===== Available data =====

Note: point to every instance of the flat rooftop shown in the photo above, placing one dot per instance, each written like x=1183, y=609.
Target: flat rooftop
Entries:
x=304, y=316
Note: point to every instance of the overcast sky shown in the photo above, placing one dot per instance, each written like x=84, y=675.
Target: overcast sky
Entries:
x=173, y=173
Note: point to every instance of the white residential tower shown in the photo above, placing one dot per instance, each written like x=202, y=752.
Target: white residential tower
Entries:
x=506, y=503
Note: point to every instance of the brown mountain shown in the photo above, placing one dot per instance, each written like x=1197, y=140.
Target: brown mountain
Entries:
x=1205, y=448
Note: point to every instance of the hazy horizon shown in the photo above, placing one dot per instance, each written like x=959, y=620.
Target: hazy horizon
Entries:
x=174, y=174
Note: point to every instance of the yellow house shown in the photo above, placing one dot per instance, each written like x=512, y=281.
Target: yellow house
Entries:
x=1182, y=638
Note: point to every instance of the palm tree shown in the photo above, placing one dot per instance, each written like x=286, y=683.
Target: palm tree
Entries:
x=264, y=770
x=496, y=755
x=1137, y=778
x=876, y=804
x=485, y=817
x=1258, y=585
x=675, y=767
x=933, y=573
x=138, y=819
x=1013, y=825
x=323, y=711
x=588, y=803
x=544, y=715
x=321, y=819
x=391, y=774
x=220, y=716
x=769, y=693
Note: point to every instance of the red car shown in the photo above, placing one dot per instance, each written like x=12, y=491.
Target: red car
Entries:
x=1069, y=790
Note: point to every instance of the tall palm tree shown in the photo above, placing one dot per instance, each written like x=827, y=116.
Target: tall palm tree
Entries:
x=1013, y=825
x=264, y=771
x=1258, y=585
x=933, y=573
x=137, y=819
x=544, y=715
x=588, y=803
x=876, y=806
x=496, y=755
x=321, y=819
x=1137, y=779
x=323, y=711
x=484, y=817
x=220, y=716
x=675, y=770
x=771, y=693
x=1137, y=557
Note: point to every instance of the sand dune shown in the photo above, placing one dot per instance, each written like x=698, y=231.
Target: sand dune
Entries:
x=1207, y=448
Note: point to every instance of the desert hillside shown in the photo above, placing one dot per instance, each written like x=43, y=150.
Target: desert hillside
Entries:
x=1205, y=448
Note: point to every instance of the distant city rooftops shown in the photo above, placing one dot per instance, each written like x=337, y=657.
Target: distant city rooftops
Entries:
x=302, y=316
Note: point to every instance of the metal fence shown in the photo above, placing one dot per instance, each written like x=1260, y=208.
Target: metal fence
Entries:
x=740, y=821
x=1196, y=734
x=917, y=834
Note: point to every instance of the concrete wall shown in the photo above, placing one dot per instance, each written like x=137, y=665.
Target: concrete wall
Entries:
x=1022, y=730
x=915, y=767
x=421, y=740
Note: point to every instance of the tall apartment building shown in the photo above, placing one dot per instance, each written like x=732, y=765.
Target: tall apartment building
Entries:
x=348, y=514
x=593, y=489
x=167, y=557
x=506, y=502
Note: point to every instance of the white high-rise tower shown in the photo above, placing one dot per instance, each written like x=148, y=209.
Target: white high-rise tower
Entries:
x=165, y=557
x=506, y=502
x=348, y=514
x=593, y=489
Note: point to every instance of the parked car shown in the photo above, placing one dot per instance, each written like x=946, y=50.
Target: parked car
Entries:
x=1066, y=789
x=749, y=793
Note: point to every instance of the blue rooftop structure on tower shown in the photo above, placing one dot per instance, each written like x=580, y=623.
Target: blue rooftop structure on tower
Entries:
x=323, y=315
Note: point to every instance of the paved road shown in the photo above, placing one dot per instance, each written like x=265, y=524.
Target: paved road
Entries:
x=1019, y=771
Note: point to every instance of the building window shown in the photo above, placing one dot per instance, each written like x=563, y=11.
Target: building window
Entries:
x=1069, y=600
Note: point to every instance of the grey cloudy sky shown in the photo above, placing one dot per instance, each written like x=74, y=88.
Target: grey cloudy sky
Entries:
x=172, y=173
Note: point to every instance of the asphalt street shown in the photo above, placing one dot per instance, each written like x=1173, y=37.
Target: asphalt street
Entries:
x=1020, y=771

=====

**Given exercise**
Render every line above as a numbered list, omitting any blank lines.

**Result**
1. Note: point to every instance of the flat rooftop shown in the photo above, placing one dot per instance, each written like x=1183, y=609.
2. Target: flat rooftop
3. Entries:
4. x=304, y=316
5. Note: point to every instance of the overcast sky shown in the photo above, placing one dot per instance, each written like x=84, y=675.
6. Target: overcast sky
7. Entries:
8. x=173, y=173
9. Note: point to every instance of the white residential tower shown in the photo above, placing one dot per instance, each written like x=202, y=752.
10. Target: white residential tower
11. Entries:
12. x=506, y=503
13. Note: point to every instance of the brown mountain shown in the photo above, placing one dot per instance, each written like x=1197, y=140.
14. Target: brown mountain
15. Entries:
16. x=1205, y=448
17. Note: point to every instance of the hazy horizon shown in the photo above, placing one dot per instance, each written like x=959, y=620.
18. Target: hazy horizon
19. Entries:
20. x=174, y=174
21. Note: point to every instance of the yellow house shown in the photo above, placing one dot per instance, each written like x=512, y=281.
22. Target: yellow house
23. Entries:
24. x=1182, y=638
25. Note: point to every instance of the palm tree shown in the photo above, placing one dot per instance, each written like x=286, y=683.
26. Target: palm tree
27. Entries:
28. x=264, y=770
29. x=496, y=755
30. x=1137, y=778
31. x=876, y=804
32. x=485, y=817
33. x=1258, y=585
34. x=675, y=767
35. x=933, y=573
36. x=138, y=819
37. x=1013, y=825
38. x=323, y=711
39. x=588, y=803
40. x=544, y=715
41. x=321, y=819
42. x=391, y=774
43. x=220, y=716
44. x=769, y=693
45. Note: point to every instance of the red car shown in the photo above, placing one dot per instance, each written like x=12, y=491.
46. Target: red car
47. Entries:
48. x=1069, y=790
49. Note: point to every instance of the tall palm tree shown in the photo above, placing one dot per instance, each written like x=827, y=116.
50. Target: tall palm tree
51. Entries:
52. x=1013, y=825
53. x=264, y=771
54. x=1258, y=585
55. x=933, y=573
56. x=137, y=819
57. x=544, y=715
58. x=588, y=803
59. x=876, y=806
60. x=496, y=755
61. x=321, y=819
62. x=1137, y=779
63. x=323, y=711
64. x=484, y=817
65. x=220, y=716
66. x=675, y=770
67. x=771, y=693
68. x=1137, y=557
69. Note: point to every instance of the sand dune shown in the photo above, placing one dot per instance, each written like x=698, y=231.
70. Target: sand dune
71. Entries:
72. x=1207, y=448
73. Note: point to every instance of the desert hillside shown in the photo above, placing one dot per instance, each written like x=43, y=150.
74. Target: desert hillside
75. Entries:
76. x=1205, y=448
77. Note: point to every instance of the distant city rooftops shown in the photo above, placing one dot per instance, each written like x=337, y=657.
78. Target: distant city rooftops
79. Entries:
80. x=302, y=316
81. Note: point to every instance of the metal fence shown in the photo above, placing one dot per instance, each written like x=1260, y=208.
82. Target: metal fence
83. Entries:
84. x=740, y=821
85. x=1196, y=734
86. x=917, y=834
87. Note: point to every instance of the concrete wall shown in the photo above, placing one dot per instance, each written like x=137, y=665.
88. Target: concrete wall
89. Entries:
90. x=1022, y=730
91. x=915, y=767
92. x=421, y=740
93. Note: point to every instance of the tall apartment building shown in the photo above, placing one dot per instance, each written like x=732, y=765.
94. Target: tall apartment building
95. Entries:
96. x=348, y=514
97. x=593, y=489
98. x=167, y=557
99. x=506, y=502
100. Note: point to every instance of the white high-rise tower shown in the photo above, placing one dot per instance, each written like x=148, y=209.
101. Target: white high-rise tower
102. Entries:
103. x=165, y=557
104. x=506, y=502
105. x=348, y=514
106. x=593, y=489
107. Note: point to every instance of the parked car shown in the photo above, placing one dot per instance, each written like x=946, y=50.
108. Target: parked car
109. Entries:
110. x=1066, y=789
111. x=749, y=793
112. Note: point to every instance of the blue rooftop structure on tower shown in the photo above, placing one dot per instance, each written like x=580, y=623.
113. Target: blue rooftop structure on tower
114. Entries:
115. x=323, y=315
116. Note: point to every instance of the paved road shown in the photo above, placing one dot per instance, each written like x=265, y=524.
117. Target: paved road
118. Entries:
119. x=1019, y=771
120. Note: point to every instance of the building window shown in the photo above, placing one dot per instance, each written like x=563, y=11.
121. Target: building window
122. Entries:
123. x=1069, y=600
124. Note: point to every instance of the grey cloudy sky shown in the photo above, placing one dot per instance, each written like x=74, y=88.
125. Target: grey cloudy sky
126. Entries:
127. x=172, y=173
128. Note: point to every instance of the asphalt street shown in the photo above, placing one dot per instance, each written like x=1173, y=37.
129. Target: asphalt street
130. Entries:
131. x=1020, y=771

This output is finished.